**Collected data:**
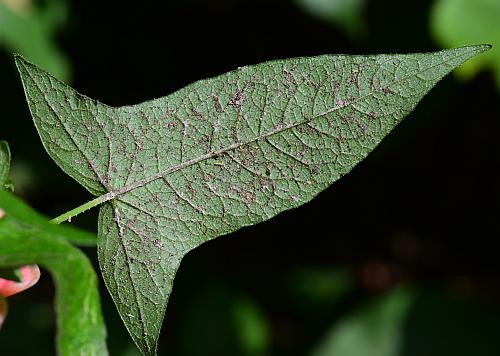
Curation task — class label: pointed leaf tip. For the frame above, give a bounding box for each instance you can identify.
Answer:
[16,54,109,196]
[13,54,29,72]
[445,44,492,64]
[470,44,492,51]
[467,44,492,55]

* * *

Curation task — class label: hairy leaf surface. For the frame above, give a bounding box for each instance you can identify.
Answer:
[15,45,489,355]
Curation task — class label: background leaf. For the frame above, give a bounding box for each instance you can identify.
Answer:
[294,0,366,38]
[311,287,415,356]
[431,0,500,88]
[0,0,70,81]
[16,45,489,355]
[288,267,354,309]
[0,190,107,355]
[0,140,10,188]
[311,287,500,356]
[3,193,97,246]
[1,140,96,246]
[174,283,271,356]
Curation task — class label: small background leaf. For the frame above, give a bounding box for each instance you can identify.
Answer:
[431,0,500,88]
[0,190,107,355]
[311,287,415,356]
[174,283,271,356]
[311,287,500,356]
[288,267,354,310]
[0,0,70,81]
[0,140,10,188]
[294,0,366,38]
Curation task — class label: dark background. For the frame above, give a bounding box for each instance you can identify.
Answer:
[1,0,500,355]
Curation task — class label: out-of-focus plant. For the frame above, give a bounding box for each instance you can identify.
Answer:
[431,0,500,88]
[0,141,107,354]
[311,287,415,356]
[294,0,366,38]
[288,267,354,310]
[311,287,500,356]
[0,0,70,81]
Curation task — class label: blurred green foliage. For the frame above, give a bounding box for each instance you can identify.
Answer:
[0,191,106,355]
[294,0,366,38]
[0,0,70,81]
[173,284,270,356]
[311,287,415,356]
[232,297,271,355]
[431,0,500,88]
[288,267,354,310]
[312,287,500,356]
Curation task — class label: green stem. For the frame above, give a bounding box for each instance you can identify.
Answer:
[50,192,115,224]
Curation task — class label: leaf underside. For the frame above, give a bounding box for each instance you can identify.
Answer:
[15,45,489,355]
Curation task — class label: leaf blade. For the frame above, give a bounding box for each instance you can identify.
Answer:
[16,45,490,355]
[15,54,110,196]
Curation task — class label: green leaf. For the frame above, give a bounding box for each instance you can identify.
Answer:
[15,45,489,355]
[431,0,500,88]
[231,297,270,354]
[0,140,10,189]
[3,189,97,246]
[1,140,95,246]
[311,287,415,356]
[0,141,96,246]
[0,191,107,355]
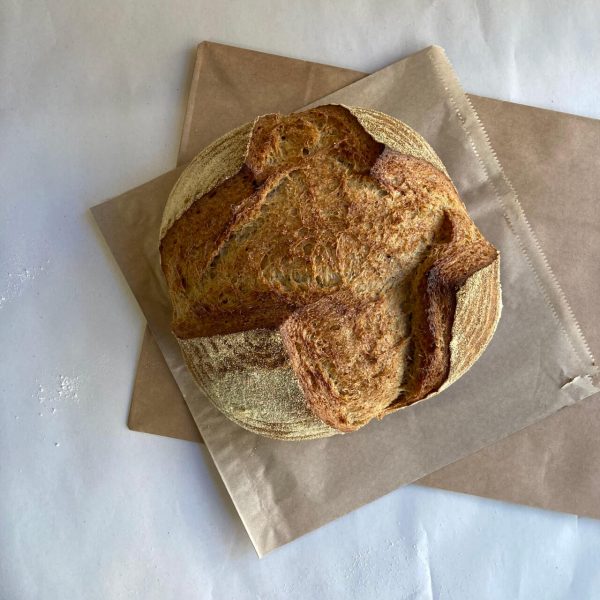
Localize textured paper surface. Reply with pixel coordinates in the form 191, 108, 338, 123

**Goal of the exercise:** Please copy out from the data above, without any picture, exactly the lines running from the one that holds "Curation task — class label: green stem." through the one that holds "Localize textured paper", and nothing beyond them.

**Task answer:**
Curation task — class label: green stem. For the frame above, give a bounding box for each instance you can identify.
Answer:
[50,192,115,224]
Curation task — class label: leaf underside. For the frame above, give a bounding box for each instance you can identify.
Answer:
[15,45,489,355]
Curation task — class label: leaf blade. For the frame above, give a bounding box for each instance you can identify.
Answer:
[16,45,490,355]
[15,54,110,196]
Curation task — class label: green leaf. For the frame above, give a bounding box for each instance you can identify.
Answer:
[15,45,489,355]
[431,0,500,88]
[231,297,270,354]
[0,140,10,189]
[3,189,97,246]
[1,140,95,246]
[311,287,415,356]
[0,141,96,246]
[0,191,107,355]
Localize textured paper surface. Reply with pixel coordinates in the form 191, 108, 338, 123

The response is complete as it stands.